_WHAT THE TASK ASKS:_ Leaving all pictures aside, write out the records below precisely as given.

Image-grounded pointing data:
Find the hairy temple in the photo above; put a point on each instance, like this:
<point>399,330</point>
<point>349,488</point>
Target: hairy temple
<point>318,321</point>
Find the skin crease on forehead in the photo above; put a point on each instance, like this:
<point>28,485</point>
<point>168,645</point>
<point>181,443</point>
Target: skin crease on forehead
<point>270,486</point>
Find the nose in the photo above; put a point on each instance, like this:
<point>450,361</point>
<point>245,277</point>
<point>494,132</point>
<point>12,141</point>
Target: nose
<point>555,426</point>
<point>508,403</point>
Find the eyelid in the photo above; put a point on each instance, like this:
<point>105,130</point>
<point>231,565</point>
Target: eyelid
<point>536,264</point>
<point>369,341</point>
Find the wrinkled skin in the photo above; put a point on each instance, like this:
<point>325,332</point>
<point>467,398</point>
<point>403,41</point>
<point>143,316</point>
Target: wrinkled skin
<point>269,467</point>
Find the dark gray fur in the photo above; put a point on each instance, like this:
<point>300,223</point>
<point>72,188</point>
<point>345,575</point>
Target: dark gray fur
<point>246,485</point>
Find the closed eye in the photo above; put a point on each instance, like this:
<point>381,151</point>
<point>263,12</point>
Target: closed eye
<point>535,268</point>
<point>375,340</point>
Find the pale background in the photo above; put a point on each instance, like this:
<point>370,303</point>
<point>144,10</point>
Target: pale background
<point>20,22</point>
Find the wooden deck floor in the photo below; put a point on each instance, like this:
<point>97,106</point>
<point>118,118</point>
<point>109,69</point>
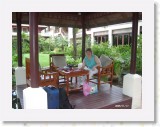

_EXPECTED ANSWER:_
Find the hairy temple in the photo above; put a point on each instance, like this:
<point>399,330</point>
<point>349,488</point>
Target: hairy temple
<point>318,321</point>
Find the skin crease on forehead in the photo above; put a point on each instance, like this:
<point>28,485</point>
<point>168,645</point>
<point>181,443</point>
Target: skin crease on forehead
<point>270,486</point>
Find the nose in the photo above; put a point on each instance, like this:
<point>450,361</point>
<point>245,277</point>
<point>494,132</point>
<point>12,141</point>
Target: nose
<point>555,426</point>
<point>508,403</point>
Find the eyelid in the photo above; put a point on each instance, like this:
<point>105,130</point>
<point>231,565</point>
Target: eyelid
<point>536,264</point>
<point>369,341</point>
Find the wrinkled skin in the photo above; put a point on each instance, like this:
<point>325,332</point>
<point>467,398</point>
<point>403,41</point>
<point>143,316</point>
Target: wrinkled skin
<point>269,467</point>
Find the dark gray fur in the photo above; put a point on each instance, like this:
<point>300,223</point>
<point>72,188</point>
<point>345,575</point>
Target: dark gray fur
<point>246,485</point>
Find the closed eye in the photo above; put a point on each instance, like this:
<point>381,151</point>
<point>263,12</point>
Target: closed eye
<point>535,268</point>
<point>375,340</point>
Find the pale background in the photo above; put a point on each instance, like this:
<point>370,303</point>
<point>144,10</point>
Target: pale background
<point>20,22</point>
Find the wooden deck floor in the photo below; put a point on each instance, like this:
<point>97,106</point>
<point>118,118</point>
<point>109,69</point>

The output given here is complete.